• **SELECTED PASSAGE**:
- Directed by: Jibanraj Barman
- Produced by: Hiranya Kumar Rajkhowa
- Starring: Bibhash Chakraborty; Tanvi Sharma; Nipon Goswami; Mridula Baruah; Chetana Das; Tina Barla;
- Edited by: A. Sreekar Prasad
- Music by: Zubeen Garg
- Release date: 22 March 2002;
- Running time: 175 min
- Country: India
- Language: Assamese

= Jonaki Mon =

Jonaki Mon (Assamese: জোনাকী মন) is a 2002 Indian Assamese drama film directed by Jibanraj Barman and produced by Dinesh Kumar Rajkhowa.

== Cast ==

- Bibhash Chakraborty
- Tanvi Sharma
- Nipon Goswami
- Mridula Baruah
- Chetana Das
- Tina Barla
- Jatin Bora (Guest appearance)
- Prastuti Parashar (Guest appearance)
- Barsha Rani Bishaya (Guest appearance)

• **EXTRACTED INFORMATION**:
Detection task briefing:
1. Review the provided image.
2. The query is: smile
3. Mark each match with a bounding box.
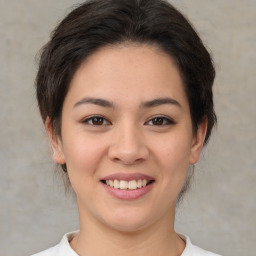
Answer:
[102,179,154,190]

• **PROBLEM DETAILS**:
Name each cast member whom the Jonaki Mon page marks as a guest appearance. Rely only on the Jonaki Mon page, not on the data.

• **ANSWER TO THIS EXERCISE**:
- Jatin Bora
- Prastuti Parashar
- Barsha Rani Bishaya